Exercise directions →
Collect every line in the entries below that contains the word "trunk".

Named object pointing entries:
────────

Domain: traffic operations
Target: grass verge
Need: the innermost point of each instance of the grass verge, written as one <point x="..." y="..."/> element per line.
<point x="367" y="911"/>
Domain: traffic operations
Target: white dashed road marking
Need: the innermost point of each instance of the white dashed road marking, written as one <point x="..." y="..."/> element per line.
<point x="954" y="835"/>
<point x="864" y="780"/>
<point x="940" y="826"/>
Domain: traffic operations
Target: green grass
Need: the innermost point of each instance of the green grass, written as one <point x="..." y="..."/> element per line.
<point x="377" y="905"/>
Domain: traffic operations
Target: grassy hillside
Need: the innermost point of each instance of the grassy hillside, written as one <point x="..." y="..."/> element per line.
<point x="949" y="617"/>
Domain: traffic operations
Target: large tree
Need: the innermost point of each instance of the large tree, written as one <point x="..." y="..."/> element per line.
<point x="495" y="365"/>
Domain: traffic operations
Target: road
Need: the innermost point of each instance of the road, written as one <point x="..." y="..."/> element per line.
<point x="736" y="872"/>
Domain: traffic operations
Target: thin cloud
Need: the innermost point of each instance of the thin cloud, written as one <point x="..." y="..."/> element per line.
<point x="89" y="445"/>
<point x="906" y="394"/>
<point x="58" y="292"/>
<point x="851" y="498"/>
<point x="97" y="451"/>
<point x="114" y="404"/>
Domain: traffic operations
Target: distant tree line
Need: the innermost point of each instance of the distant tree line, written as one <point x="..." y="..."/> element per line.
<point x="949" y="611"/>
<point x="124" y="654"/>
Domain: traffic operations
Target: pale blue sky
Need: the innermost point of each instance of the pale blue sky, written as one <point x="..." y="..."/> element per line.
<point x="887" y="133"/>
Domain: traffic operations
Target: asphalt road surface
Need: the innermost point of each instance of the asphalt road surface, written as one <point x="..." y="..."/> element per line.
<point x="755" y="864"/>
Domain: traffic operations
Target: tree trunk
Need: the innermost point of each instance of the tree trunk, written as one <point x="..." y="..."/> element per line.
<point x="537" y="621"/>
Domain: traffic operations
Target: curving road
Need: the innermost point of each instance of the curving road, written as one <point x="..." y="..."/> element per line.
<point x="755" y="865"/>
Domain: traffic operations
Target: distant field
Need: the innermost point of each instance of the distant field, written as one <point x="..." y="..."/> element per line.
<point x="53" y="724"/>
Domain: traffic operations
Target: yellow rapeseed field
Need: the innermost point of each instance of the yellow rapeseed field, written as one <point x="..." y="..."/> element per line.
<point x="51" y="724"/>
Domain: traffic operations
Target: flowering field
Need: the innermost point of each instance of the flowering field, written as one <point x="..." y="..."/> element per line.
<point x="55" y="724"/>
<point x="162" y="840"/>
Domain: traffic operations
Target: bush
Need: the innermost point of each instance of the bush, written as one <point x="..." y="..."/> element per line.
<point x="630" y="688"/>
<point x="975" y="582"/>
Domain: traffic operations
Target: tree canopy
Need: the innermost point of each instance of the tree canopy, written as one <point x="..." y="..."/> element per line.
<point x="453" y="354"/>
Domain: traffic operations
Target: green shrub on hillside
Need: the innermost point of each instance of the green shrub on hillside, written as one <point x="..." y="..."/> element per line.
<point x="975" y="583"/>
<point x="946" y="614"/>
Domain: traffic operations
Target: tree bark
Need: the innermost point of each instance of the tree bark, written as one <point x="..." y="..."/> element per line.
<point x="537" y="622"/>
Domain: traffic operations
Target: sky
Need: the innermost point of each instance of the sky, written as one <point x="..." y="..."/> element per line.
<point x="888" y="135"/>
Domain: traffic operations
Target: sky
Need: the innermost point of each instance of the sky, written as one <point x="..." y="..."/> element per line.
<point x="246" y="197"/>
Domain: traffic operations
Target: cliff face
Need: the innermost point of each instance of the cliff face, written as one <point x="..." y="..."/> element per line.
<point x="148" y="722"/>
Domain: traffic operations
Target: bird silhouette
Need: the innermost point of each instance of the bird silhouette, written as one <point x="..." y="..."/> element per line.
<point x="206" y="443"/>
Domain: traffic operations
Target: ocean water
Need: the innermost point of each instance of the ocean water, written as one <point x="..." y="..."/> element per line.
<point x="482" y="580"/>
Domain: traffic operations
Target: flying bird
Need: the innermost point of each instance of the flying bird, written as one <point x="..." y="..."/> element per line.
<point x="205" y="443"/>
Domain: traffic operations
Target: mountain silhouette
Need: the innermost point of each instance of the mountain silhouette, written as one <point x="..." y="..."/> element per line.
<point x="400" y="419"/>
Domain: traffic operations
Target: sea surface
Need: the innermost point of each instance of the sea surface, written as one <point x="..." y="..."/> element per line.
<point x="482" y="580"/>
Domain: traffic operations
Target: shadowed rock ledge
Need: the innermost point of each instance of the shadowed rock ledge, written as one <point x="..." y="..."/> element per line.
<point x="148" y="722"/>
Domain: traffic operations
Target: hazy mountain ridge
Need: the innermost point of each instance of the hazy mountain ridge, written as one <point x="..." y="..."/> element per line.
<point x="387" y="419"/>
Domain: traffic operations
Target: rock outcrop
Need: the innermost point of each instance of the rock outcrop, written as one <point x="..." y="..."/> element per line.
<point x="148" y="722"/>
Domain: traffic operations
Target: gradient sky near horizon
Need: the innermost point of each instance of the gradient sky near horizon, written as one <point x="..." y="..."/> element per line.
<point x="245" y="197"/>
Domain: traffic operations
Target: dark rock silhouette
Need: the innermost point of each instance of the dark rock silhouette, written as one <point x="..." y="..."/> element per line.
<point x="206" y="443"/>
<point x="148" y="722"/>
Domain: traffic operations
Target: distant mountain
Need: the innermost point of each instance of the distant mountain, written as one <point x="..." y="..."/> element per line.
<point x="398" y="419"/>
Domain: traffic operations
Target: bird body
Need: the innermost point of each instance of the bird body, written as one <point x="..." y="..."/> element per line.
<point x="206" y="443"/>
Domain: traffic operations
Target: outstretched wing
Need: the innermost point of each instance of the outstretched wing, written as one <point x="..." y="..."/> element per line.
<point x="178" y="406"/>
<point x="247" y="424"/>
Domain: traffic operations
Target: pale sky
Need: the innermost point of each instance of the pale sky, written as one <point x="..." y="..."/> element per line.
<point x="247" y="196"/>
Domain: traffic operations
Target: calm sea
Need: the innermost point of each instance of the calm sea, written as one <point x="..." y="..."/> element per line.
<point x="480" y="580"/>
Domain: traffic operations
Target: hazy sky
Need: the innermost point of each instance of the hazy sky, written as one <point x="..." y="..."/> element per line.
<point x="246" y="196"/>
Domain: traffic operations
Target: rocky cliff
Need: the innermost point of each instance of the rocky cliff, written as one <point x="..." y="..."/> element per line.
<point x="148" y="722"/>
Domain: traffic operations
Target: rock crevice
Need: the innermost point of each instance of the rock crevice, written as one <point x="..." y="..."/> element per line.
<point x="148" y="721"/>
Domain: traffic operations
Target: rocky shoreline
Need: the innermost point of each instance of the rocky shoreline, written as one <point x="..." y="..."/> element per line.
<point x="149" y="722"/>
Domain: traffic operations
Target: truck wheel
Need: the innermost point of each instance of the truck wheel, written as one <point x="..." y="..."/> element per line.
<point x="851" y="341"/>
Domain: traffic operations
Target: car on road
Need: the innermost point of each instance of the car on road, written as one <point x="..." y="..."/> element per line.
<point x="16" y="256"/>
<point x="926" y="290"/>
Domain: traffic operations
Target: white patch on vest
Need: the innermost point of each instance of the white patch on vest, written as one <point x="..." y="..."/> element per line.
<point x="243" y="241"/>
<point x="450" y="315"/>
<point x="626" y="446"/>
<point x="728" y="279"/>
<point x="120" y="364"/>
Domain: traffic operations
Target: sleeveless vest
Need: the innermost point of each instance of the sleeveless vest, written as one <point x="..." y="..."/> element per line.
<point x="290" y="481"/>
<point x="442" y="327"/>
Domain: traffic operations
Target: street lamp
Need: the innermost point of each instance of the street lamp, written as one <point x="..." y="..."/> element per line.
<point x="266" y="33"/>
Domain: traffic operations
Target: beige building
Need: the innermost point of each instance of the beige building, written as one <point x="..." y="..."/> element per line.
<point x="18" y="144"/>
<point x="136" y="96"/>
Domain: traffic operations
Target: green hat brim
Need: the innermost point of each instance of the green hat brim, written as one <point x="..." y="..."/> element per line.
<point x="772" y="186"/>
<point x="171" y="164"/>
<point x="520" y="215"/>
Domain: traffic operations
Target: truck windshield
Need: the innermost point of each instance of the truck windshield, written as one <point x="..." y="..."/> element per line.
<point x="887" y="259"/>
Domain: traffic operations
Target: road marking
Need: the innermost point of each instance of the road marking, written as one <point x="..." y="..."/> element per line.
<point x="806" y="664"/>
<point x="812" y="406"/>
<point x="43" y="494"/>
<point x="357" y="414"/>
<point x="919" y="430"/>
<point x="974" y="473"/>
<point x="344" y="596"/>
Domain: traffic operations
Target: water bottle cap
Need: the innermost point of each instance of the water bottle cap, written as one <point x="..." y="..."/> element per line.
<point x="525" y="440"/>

────────

Reply to the task →
Target: tree trunk
Need: the innermost point of each instance of the tree trunk, written as one <point x="..." y="..."/> element per line.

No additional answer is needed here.